Directive :: Lay out the records, from their start through the line containing "positive clicks: (1117, 432)", as a JSON list of strings with one string per line, skipping blank lines and leaving out the pictures.

Records provided ::
· · ·

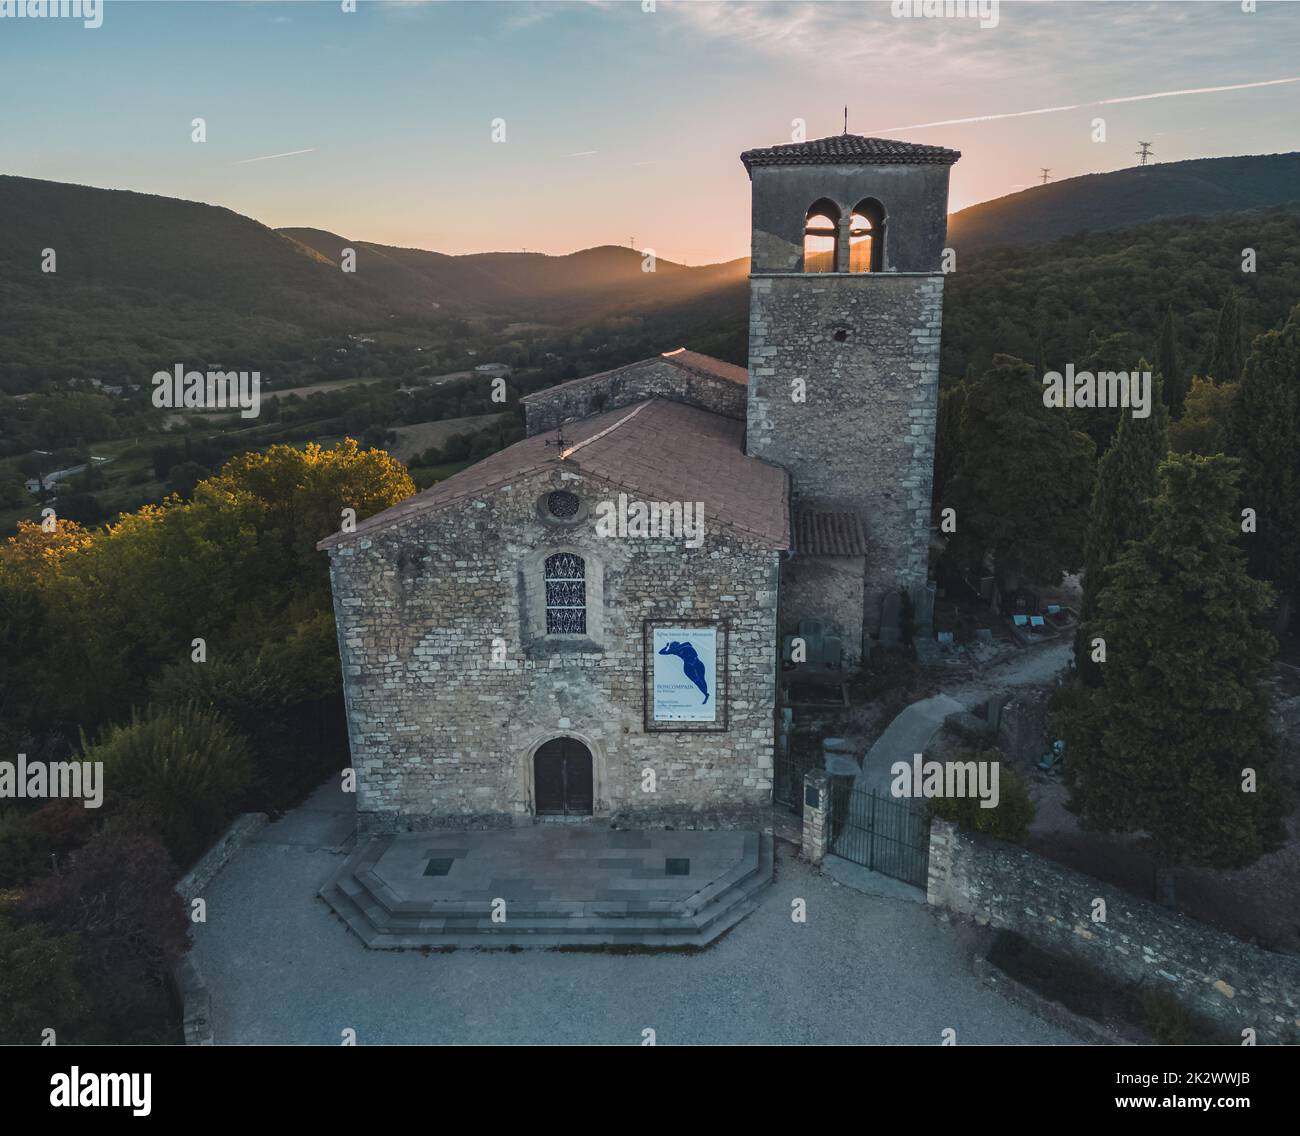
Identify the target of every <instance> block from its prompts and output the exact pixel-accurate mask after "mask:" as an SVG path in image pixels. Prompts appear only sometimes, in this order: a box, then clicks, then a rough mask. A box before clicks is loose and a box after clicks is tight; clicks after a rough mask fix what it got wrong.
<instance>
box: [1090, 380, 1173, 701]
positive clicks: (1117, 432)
mask: <svg viewBox="0 0 1300 1136" xmlns="http://www.w3.org/2000/svg"><path fill="white" fill-rule="evenodd" d="M1138 369H1139V370H1141V372H1145V370H1149V369H1151V364H1149V363H1147V360H1145V359H1144V360H1141V361H1140V363H1139V364H1138ZM1167 456H1169V411H1167V409H1166V407H1165V400H1164V398H1162V396H1161V382H1160V376H1158V374H1153V376H1152V390H1151V413H1149V415H1148V416H1147V417H1145V419H1135V417H1134V416H1132V415H1131V413H1128V412H1127V411H1126V412H1123V416H1122V417H1121V420H1119V426H1118V428H1117V429H1115V435H1114V441H1112V443H1110V446H1109V448H1108V450H1106V452H1105V454H1104V455H1102V458H1101V461H1100V463H1099V464H1097V480H1096V484H1095V486H1093V490H1092V508H1091V510H1089V512H1088V533H1087V539H1086V545H1084V550H1086V555H1084V576H1083V611H1082V613H1080V620H1079V632H1078V636H1076V638H1075V663H1076V665H1078V668H1079V672H1080V675H1083V676H1084V680H1086V681H1092V680H1093V677H1095V668H1093V667H1092V664H1091V663H1089V662H1088V655H1089V650H1088V643H1089V642H1091V639H1092V629H1091V626H1089V623H1091V620H1092V616H1093V612H1095V607H1096V597H1097V593H1099V591H1100V590H1101V578H1102V573H1104V572H1105V569H1106V568H1108V567H1109V565H1110V564H1113V563H1114V560H1115V558H1117V556H1118V555H1119V552H1121V551H1122V550H1123V547H1125V546H1126V545H1127V543H1128V542H1130V541H1135V539H1140V538H1141V537H1145V536H1147V534H1148V533H1149V532H1151V499H1152V498H1154V497H1156V494H1157V493H1158V491H1160V478H1158V477H1157V473H1156V471H1157V469H1158V468H1160V463H1161V461H1164V460H1165V458H1167Z"/></svg>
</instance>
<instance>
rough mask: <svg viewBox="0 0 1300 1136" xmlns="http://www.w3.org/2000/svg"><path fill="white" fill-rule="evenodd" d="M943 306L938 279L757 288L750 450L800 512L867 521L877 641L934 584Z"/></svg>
mask: <svg viewBox="0 0 1300 1136" xmlns="http://www.w3.org/2000/svg"><path fill="white" fill-rule="evenodd" d="M943 298H944V278H943V276H940V274H935V276H922V274H918V276H901V274H896V273H863V274H854V276H848V274H837V273H824V274H809V276H766V277H763V276H754V277H750V339H749V342H750V348H749V367H750V372H749V374H750V378H749V419H748V443H746V445H748V450H749V452H750V454H751V455H753V456H755V458H762V459H766V460H768V461H774V463H776V464H780V465H784V467H785V468H787V469H788V471H789V472H790V484H792V486H793V489H794V495H796V506H798V507H805V508H815V510H823V511H831V512H836V511H848V512H855V513H858V515H859V516H861V517H862V520H863V525H865V526H866V533H867V560H866V582H865V599H863V608H865V612H866V630H867V632H868V633H871V634H876V633H878V632H879V629H880V611H881V603H883V600H884V597H885V595H887V594H889V593H894V591H897V590H898V589H900V587H904V589H907V590H911V589H913V587H917V586H919V585H924V584H926V581H927V576H928V555H930V516H931V493H932V489H933V473H935V426H936V420H937V412H939V411H937V407H939V342H940V326H941V318H943ZM836 330H842V331H846V337H845V339H844V341H842V342H840V341H837V339H836V338H835V331H836ZM797 378H798V380H803V382H805V385H806V391H805V394H806V398H805V400H803V402H797V400H794V399H792V396H790V395H792V389H793V386H792V383H793V381H794V380H797Z"/></svg>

· · ·

Output for this exercise ::
[
  "Identify the target of every <instance> block from its prompts and output the exact pixel-accurate mask after \"mask:\" as an SVG path in image pixels. Prompts appear only sometimes, in this order: a box, then clicks, then a rough mask. A box before clicks is loose and a box after clicks is tight; clicks after a rough mask fix what it got wrong.",
  "<instance>",
  "box: [1090, 380, 1173, 701]",
  "positive clicks: (1117, 432)"
]